┏━━
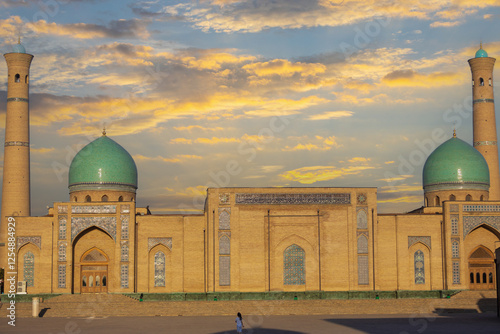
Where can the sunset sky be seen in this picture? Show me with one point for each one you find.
(281, 93)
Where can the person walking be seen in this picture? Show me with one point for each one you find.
(239, 323)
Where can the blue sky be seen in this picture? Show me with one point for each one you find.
(257, 93)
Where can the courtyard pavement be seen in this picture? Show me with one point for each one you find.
(314, 324)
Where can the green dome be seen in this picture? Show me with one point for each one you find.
(456, 165)
(103, 164)
(481, 53)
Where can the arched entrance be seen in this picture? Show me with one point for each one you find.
(481, 270)
(94, 272)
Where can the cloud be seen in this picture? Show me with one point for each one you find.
(331, 115)
(312, 174)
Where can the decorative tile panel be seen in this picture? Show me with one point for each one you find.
(224, 219)
(79, 224)
(62, 227)
(62, 251)
(294, 199)
(35, 240)
(362, 219)
(29, 269)
(456, 272)
(224, 246)
(362, 245)
(224, 270)
(167, 242)
(454, 224)
(124, 276)
(124, 251)
(93, 209)
(363, 270)
(481, 208)
(419, 267)
(224, 198)
(160, 269)
(413, 240)
(471, 222)
(124, 220)
(294, 266)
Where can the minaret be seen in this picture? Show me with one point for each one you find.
(485, 130)
(16, 164)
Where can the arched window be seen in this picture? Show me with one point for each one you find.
(454, 249)
(362, 245)
(294, 266)
(159, 269)
(224, 246)
(29, 269)
(419, 267)
(362, 219)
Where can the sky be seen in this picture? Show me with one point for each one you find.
(261, 93)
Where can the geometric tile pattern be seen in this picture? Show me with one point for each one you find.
(224, 219)
(79, 224)
(124, 276)
(224, 270)
(362, 219)
(167, 242)
(62, 227)
(29, 269)
(419, 267)
(294, 266)
(363, 270)
(159, 269)
(294, 199)
(93, 209)
(21, 241)
(471, 222)
(414, 239)
(62, 276)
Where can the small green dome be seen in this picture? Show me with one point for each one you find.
(481, 53)
(456, 165)
(103, 164)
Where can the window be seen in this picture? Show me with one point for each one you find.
(294, 262)
(160, 269)
(29, 269)
(419, 267)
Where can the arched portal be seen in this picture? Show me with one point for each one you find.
(481, 270)
(94, 271)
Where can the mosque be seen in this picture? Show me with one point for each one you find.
(251, 239)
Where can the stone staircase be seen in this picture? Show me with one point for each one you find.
(116, 305)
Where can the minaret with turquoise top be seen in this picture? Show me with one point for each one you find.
(484, 124)
(16, 164)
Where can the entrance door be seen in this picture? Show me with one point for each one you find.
(94, 272)
(481, 270)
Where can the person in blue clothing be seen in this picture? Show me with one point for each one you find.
(239, 323)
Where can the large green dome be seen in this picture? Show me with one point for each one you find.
(456, 165)
(101, 165)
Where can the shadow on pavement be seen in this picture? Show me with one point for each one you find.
(261, 331)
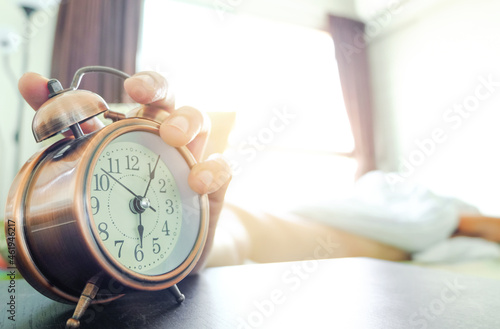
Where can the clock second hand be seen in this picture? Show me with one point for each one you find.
(135, 195)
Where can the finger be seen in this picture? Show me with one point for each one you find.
(210, 176)
(150, 88)
(186, 126)
(33, 88)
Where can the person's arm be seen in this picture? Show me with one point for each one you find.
(263, 238)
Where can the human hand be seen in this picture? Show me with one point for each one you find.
(185, 126)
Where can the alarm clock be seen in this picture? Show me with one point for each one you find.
(109, 208)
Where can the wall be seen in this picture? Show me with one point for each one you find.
(40, 35)
(312, 14)
(436, 77)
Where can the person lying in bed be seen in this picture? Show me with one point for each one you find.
(243, 235)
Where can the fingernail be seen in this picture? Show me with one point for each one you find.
(180, 122)
(146, 79)
(206, 178)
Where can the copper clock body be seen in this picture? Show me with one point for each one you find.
(56, 246)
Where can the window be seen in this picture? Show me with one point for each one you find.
(282, 82)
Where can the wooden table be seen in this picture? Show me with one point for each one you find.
(341, 293)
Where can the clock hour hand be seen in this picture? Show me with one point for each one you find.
(116, 180)
(135, 195)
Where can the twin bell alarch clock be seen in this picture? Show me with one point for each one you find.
(106, 208)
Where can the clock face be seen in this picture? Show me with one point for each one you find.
(136, 205)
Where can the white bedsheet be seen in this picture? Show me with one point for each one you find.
(406, 216)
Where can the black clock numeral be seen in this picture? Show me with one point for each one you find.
(120, 242)
(114, 166)
(94, 203)
(101, 182)
(103, 231)
(163, 184)
(165, 228)
(132, 162)
(138, 253)
(170, 206)
(156, 246)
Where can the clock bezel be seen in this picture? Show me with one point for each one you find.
(100, 252)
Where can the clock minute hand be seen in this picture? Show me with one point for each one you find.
(152, 175)
(120, 183)
(140, 228)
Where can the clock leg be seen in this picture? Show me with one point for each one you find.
(88, 295)
(179, 297)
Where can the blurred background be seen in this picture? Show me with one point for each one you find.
(320, 91)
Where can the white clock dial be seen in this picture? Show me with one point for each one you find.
(136, 206)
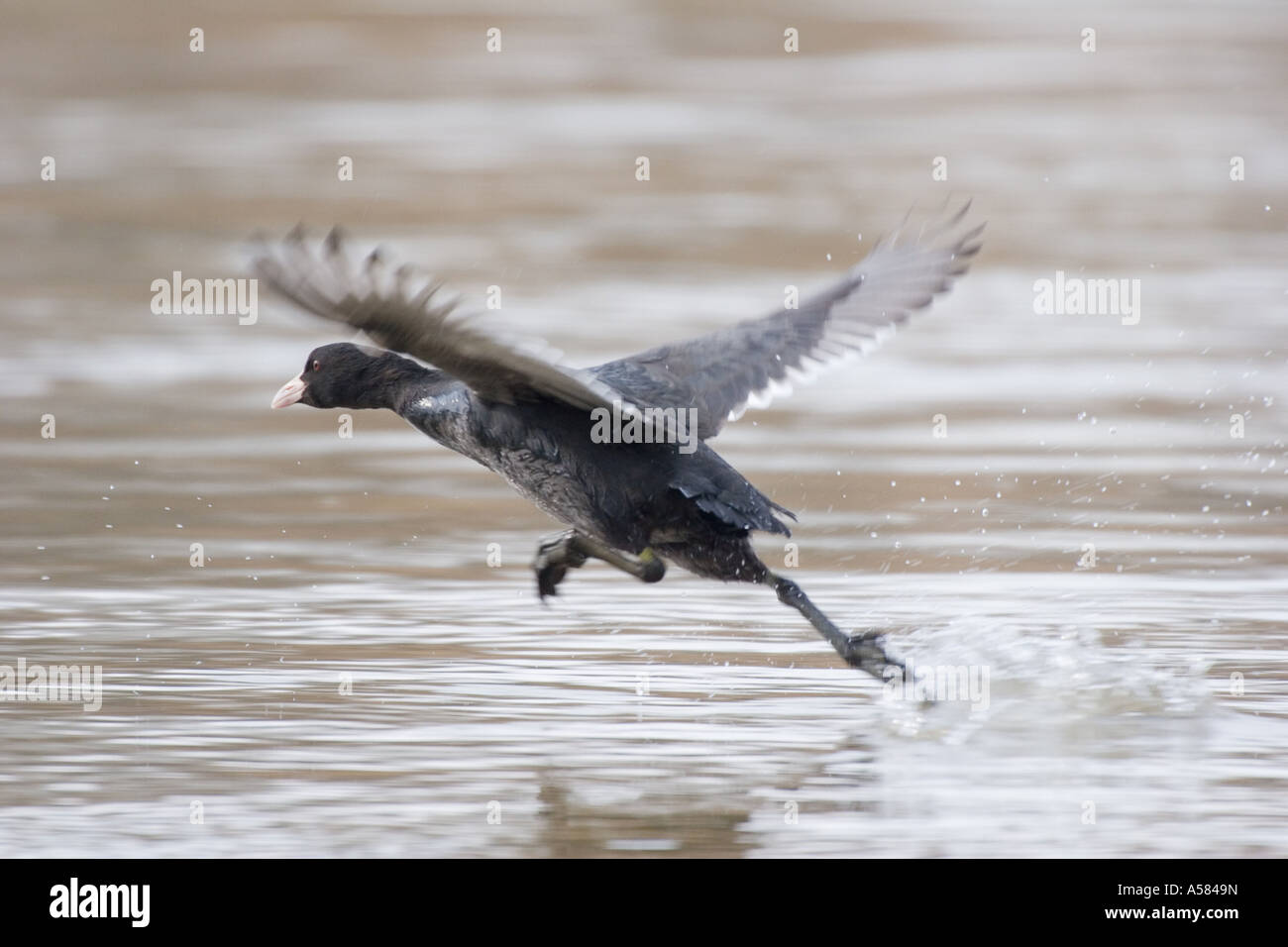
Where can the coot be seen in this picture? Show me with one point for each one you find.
(617, 453)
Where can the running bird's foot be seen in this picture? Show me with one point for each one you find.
(570, 551)
(554, 558)
(867, 652)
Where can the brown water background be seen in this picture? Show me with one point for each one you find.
(684, 718)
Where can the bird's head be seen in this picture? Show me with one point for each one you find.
(339, 375)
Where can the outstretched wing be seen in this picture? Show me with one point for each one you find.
(725, 371)
(400, 311)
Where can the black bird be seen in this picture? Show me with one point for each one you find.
(617, 451)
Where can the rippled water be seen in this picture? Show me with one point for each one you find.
(348, 676)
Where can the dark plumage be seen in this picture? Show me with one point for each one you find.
(531, 419)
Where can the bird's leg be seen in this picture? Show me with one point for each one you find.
(862, 651)
(571, 549)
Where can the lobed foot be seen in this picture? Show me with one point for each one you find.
(867, 652)
(554, 558)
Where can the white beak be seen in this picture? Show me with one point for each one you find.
(290, 393)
┗━━
[Aim] Reproduce the full material exactly, excluding the pictures.

[Solution to the problem]
Where can the sunset sky be seen in this picture? Show me with one point for each one you find.
(281, 93)
Where can the person walking be seen in this picture? Show me with one point for each one you find.
(239, 323)
Where can the blue sky be seen in this picture? Show me with one point for each one you find.
(257, 93)
Where can the courtyard pavement be seen in this picture? Show me with one point for each one you find.
(314, 324)
Where can the green dome be seen in this picture? Show me with one point for each one you find.
(456, 165)
(103, 164)
(481, 53)
Where can the arched entrance be seen in this picture? Show me with one point for each one you find.
(481, 270)
(94, 272)
Where can the cloud be seen in this picture? Show me with one point for each one you find.
(331, 115)
(312, 174)
Where can the decorative tile panel be seen in this picture? Show me with one point for each one you find.
(224, 219)
(79, 224)
(62, 227)
(62, 251)
(294, 199)
(35, 240)
(362, 219)
(29, 269)
(456, 272)
(224, 246)
(362, 245)
(224, 270)
(167, 242)
(454, 224)
(124, 276)
(124, 251)
(93, 209)
(363, 270)
(481, 208)
(419, 267)
(224, 198)
(160, 269)
(413, 240)
(471, 222)
(124, 220)
(294, 266)
Where can the minaret be seen in this picture? Show me with one point for each one you find.
(485, 130)
(16, 164)
Where can the arched window be seen in this picture? Show me with one point for each one you find.
(454, 249)
(362, 245)
(294, 266)
(159, 269)
(224, 246)
(29, 269)
(419, 267)
(362, 219)
Where can the sky be seen in this picture? Show me with one point for each one you find.
(261, 93)
Where can the geometric tile pattern be seen in this picture? Show me with one point for each one you find.
(224, 219)
(79, 224)
(124, 276)
(224, 270)
(362, 219)
(167, 242)
(62, 227)
(29, 269)
(419, 267)
(294, 266)
(363, 270)
(159, 269)
(294, 199)
(93, 209)
(21, 241)
(471, 222)
(414, 239)
(62, 276)
Where can the small green dome be seen in this picture? Show me with one point for each one you find.
(481, 53)
(456, 165)
(103, 164)
Where can the window be seen in this picture? Show me with one point for each one you find.
(294, 262)
(160, 269)
(29, 269)
(419, 267)
Where can the arched portal be seen in this picture? Show me with one point for each one you find.
(481, 270)
(94, 271)
Where can the mosque be seen in this picture? Show me with one point for each one you find.
(251, 239)
Where can the stone staircase be seen in this picture? Show me with one point for each one you find.
(116, 305)
Where can the minaret with turquoise top be seen in this picture? Show me with one point for each one you find.
(484, 124)
(16, 164)
Where can the entrance door be seen in this picture? Show me with one point for each one you find.
(94, 272)
(481, 270)
Where can the person in blue clothing be seen in this picture? Show me with one point for each one you find.
(239, 323)
Where can the large green dome be seen in this picture? Show me with one point for each one you find.
(456, 165)
(101, 165)
Where can the shadow on pavement be seen in this picture? Show me with one point for each one you find.
(261, 331)
Where can the clock second hand be seen in this picture? Show me with one point for each one you find.
(135, 195)
Where can the finger be seen in this picture? Show me with one point for each one you find.
(210, 176)
(150, 88)
(186, 126)
(33, 88)
Where can the person's arm be seen in this picture? Show me with one point for each one you find.
(263, 238)
Where can the human hand be seen in this picture? Show me with one point for each one you find.
(185, 126)
Where can the alarm clock be seen in this picture? Show me with one point for each one you find.
(109, 208)
Where can the wall be seen in this picture? Show me with one point for each one you find.
(40, 35)
(312, 14)
(436, 77)
Where can the person lying in bed be seen in this picture? Show me with one point for each one you find.
(243, 235)
Where can the fingernail be seen in this picture? Show me with one point for each one you find.
(180, 122)
(146, 79)
(206, 178)
Where can the copper clock body be seen in this picture? Show me with one point for each one you find.
(56, 246)
Where can the window be seen in this picture? Show me with one point for each one you find.
(282, 82)
Where can the wooden table be seen in this picture? Show me with one point for each one you find.
(341, 293)
Where can the clock hour hand be seen in this picture? Show me with one point for each one you find.
(116, 180)
(135, 195)
Where can the twin bell alarch clock be seen in this picture? Show me with one point for each one you find.
(106, 208)
Where can the clock face be seen in this picture? Show me with one point for each one you find.
(136, 205)
Where can the white bedsheet be seen in this picture? Show me with one point for each one you find.
(406, 216)
Where can the black clock numeral be seen in this picture? Show me with one point for each one you find.
(120, 242)
(114, 166)
(94, 203)
(101, 182)
(103, 231)
(163, 184)
(165, 228)
(132, 162)
(138, 253)
(170, 206)
(156, 246)
Where can the clock bezel be seen in this picture? Show me with one point for each one you find.
(100, 252)
Where can the clock minute hand be seen in this picture? Show me with one point for each one you find.
(152, 175)
(120, 183)
(140, 228)
Where can the clock leg be seen in this picture? Show me with one point for each one you find.
(88, 295)
(179, 297)
Where can the blurred background be seen in this picture? Show me with one point for each one you find.
(320, 91)
Where can the white clock dial be seen in this picture? Show me with one point for each one you find.
(136, 206)
Where can the coot be seen in this picture? Show me with one point for each one you find.
(617, 453)
Where can the running bird's foot be seen in this picture? Show me with one point for each one you find.
(570, 551)
(554, 558)
(867, 652)
Where can the brown water background be seen in this picture? Show me with one point for each one you find.
(684, 718)
Where can the bird's head be seen in this picture? Show me with one point for each one you find.
(339, 375)
Where can the outstretched wing be seen in this picture? Show me with one point for each one you find.
(725, 371)
(400, 311)
Where can the black bird be seen in this picture? Show me with one point for each one you find.
(617, 451)
Where can the rippled water be seen in this picture? Show me with one point for each one you find.
(348, 676)
Where can the dark plumage be seen in this picture? Show me with one point for each one you find.
(531, 419)
Where can the bird's leg be seen in this picture? Show me with one point for each one you find.
(862, 651)
(571, 549)
Where can the lobed foot be seen in this picture? Show me with one point for each one you find.
(867, 652)
(554, 558)
Where can the white beak be seen in this picture? Show me with one point for each one you find.
(290, 393)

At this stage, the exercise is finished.